_TAREA BREVE A_
Responde estas preguntas sobre el texto acerca de la represión policial:
(i) ¿Ante qué estatua quedaron las víctimas desangrándose en el pavimento?
(ii) ¿Qué número atómico se le atribuye al plomo?
(iii) ¿Qué etapas de la represión se enumeran entre paréntesis al final?

_TEXTO SELECCIONADO_
######
Enrique Dickmann, entonces un joven socialista que se acercaba a la manifestación del 1º de Mayo en Plaza Lorea –allá por el inicio de los años novecientos–, fue testigo de una irrupción de la policía, que revistió un gran salvajismo. Dickmann dejó un escrito extraordinario sobre lo que presenció. Sin aviso previo comenzaron los disparos y quedaron muchas víctimas, desangrándose en el pavimento, ante la estatua de Mariano Moreno. Con el tiempo, las policías de mundo adquirieron otras posibilidades represivas, bajo el núcleo esencial, siempre propiciador, de la balas de plomo, el elemento químico con número atómico 82, masa atómica 207,19 y símbolo Pb. Así, de este corazón profundo del Estado represor –hecho de plomo y justificaciones– se fueron desprendiendo, con el tiempo, variadas mediaciones. Un “relativo suavizamiento” de la bala, al surgir la de “goma”, el carro hidrante, el gas pimienta, el gas lacrimógeno. Evidencias tecnológicas que van en paralelo con las variantes que va encontrando el movimiento social para manifestarse, y de las políticas del Estado que fue escalonando las etapas de la represión (dispersión, chorro de agua, bala de goma, bala de plomo, secuencias ahora bien conocidas).
######
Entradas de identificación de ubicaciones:
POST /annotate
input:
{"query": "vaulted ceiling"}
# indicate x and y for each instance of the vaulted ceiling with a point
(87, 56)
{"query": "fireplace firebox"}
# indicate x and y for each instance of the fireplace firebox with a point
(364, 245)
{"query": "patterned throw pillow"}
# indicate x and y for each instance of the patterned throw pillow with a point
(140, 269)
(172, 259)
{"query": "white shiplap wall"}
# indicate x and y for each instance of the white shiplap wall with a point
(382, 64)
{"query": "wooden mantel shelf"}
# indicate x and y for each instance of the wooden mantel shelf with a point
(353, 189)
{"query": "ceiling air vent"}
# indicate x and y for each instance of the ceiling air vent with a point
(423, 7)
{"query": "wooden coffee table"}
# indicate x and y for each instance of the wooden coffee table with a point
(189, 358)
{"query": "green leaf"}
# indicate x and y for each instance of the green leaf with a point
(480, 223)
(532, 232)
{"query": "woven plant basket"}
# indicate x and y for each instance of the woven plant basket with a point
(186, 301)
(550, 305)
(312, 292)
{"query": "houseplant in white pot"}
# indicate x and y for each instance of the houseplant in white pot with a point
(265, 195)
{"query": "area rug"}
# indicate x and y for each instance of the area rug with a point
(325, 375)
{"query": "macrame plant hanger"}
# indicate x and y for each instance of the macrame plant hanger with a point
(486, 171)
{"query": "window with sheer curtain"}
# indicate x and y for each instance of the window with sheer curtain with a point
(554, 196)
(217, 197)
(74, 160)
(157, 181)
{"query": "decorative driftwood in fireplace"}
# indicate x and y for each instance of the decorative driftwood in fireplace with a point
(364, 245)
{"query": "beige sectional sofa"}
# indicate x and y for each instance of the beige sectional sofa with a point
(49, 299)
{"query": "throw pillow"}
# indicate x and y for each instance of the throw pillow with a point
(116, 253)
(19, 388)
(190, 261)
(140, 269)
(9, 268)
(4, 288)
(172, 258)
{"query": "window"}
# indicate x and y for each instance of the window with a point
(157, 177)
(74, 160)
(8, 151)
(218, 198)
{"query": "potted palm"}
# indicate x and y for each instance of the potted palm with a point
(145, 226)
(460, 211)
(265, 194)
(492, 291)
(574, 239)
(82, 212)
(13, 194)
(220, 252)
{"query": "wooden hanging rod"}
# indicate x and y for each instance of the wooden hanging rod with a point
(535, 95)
######
_TAREA BREVE B_
Muestra cada línea de los registros que contenga la palabra "driftwood".

_RESPUESTA COMPLETA A_
(i) Ante la estatua de Mariano Moreno.
(ii) El número atómico 82.
(iii) Dispersión, chorro de agua, bala de goma y bala de plomo.

_RESPUESTA COMPLETA B_
{"query": "decorative driftwood in fireplace"}
# indicate x and y for each instance of the decorative driftwood in fireplace with a point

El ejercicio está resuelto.